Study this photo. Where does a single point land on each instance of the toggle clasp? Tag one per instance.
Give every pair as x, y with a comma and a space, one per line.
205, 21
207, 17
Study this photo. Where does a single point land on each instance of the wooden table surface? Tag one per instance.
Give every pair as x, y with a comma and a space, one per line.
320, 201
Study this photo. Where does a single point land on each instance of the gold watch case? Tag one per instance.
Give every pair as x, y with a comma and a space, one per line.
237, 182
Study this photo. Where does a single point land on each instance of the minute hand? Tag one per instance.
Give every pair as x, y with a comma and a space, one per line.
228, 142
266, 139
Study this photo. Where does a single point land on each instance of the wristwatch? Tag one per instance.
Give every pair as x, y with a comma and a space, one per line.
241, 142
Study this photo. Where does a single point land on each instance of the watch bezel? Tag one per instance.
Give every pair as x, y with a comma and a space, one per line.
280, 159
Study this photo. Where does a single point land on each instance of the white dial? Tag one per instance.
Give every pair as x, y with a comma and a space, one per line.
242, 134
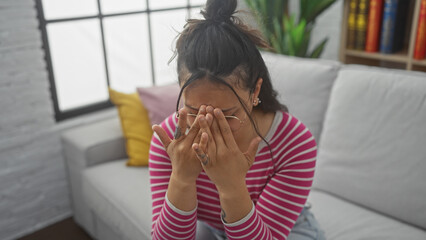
━━━━━━━━
§ **Directions for this task**
Produce the material above again in full, with identical lines and no pictures.

§ **The completed task**
Study this photo. Where does a single point land on each instance of the toggle clasp? Tag one per instance.
Give every pair as x, y with a comma and a space, one per line.
205, 21
207, 17
Study this photo. Where does a single point land on each instance of the wooden table surface? Tag one per instance.
Give every pair as x, y with a comma and a space, one per line.
320, 201
Study this photo. Where does a single point land on each instance of the gold watch case? Tag one per instance.
Give every pair as x, y with a comma and a space, one per line.
237, 182
Study this photo. Where does a single point land on each instance of the minute hand? Tag one per instance.
Give every pair as x, y with a comma and a space, one per line.
228, 142
266, 139
Study this photo. Where does a single point land on each instance of the wristwatch? Tag one per instance.
Give every pair as x, y with a comma and a space, one per line.
241, 142
Study this photo. Where does a single point land on each instance of the watch bezel? Tag one per instance.
Give every pair as x, y with a comma and a space, one per line.
280, 159
Study this photo. Where does a single point land on each instance of the white dial? Tag one per instance.
Give every pair as x, y with a comma and a space, one per line.
242, 134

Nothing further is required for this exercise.